Exercise prompt
From the essay "What I Know Now" below, copy everything from "by Melatonin Maniac" down to "time in years." word for word.

Passage provided
What I Know Now.

by Melatonin Maniac   Jan 4, 2024


I would have rather died than to have been gay.

At least that what I used to think.

Memories flood my head as I watched my boyfriend's eyes light up like a firework as my dad shared his collection of license plates with him and he awkwardly smiles with flour on his face after a little accident in the kitchen with my mother, seeing the people who once denied my existence now embrace it with warm, inviting arms.

I sit on my porch, overlooking the lawn upon which my boyfriend shows my sister the art he made on the driveway using chalk, showcasing one of her dress designs off in a spectacular array of colors, watching her cold, stoic person slowly melt and smile for what seems the first time in years.

I think about seeing two men holding hands and public as a kid, and feeling repulsed, or at least thats what I was told that feeling was. A deep hole in my soul that was strangely drawn to what I was seeing, a part of me wanting that exact thing to happen to me to let me feel complete, and yet I believed them.

This sense of longing has me thinking about the two Turkish women whose smile was infectious when they talked about each other to me, feeling nothing but the warmth of their words like the sun across my skin. They exchange glances and look back at me, diving deeper into their love for each other.

To think all this joy is still opposed by some. The same ones who, to my younger self, told me that queer people were abominations. The ones who told me I was an abomination, and yet I believed every word and lapped it up like a dog.

But as I look back, seeing my sister crotque my boyfriend's art on the driveway, lecturing him about how the frill of the dress is underdone, I can't help but think... no, what I know now:

I would much rather die gay than to survive and be a lie.

Record excerpts
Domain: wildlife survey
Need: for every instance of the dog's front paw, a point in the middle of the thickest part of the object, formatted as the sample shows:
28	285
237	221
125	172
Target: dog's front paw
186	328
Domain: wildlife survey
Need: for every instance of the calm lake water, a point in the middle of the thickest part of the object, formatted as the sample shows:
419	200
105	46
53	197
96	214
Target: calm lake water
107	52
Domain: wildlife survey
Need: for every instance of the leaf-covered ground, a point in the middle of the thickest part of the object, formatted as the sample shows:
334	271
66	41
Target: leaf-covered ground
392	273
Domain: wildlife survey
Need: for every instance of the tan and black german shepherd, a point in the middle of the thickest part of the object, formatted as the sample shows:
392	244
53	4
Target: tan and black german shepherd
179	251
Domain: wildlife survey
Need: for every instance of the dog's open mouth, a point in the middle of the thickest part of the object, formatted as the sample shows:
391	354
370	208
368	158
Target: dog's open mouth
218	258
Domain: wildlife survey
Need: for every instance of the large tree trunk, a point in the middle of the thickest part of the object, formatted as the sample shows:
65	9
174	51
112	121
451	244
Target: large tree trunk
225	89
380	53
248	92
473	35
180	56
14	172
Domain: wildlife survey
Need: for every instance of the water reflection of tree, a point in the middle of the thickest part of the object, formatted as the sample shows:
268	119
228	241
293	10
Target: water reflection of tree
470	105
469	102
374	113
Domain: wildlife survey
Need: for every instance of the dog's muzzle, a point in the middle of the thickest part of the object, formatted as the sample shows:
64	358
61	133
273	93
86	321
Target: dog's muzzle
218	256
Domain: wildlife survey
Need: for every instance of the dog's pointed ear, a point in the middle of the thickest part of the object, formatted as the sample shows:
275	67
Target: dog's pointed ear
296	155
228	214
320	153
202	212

* * *

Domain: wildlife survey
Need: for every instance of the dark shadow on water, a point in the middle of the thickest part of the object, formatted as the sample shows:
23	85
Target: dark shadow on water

==

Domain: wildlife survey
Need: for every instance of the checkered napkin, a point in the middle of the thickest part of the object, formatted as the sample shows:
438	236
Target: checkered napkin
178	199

Result for this exercise
by Melatonin Maniac   Jan 4, 2024


I would have rather died than to have been gay.

At least that what I used to think.

Memories flood my head as I watched my boyfriend's eyes light up like a firework as my dad shared his collection of license plates with him and he awkwardly smiles with flour on his face after a little accident in the kitchen with my mother, seeing the people who once denied my existence now embrace it with warm, inviting arms.

I sit on my porch, overlooking the lawn upon which my boyfriend shows my sister the art he made on the driveway using chalk, showcasing one of her dress designs off in a spectacular array of colors, watching her cold, stoic person slowly melt and smile for what seems the first time in years.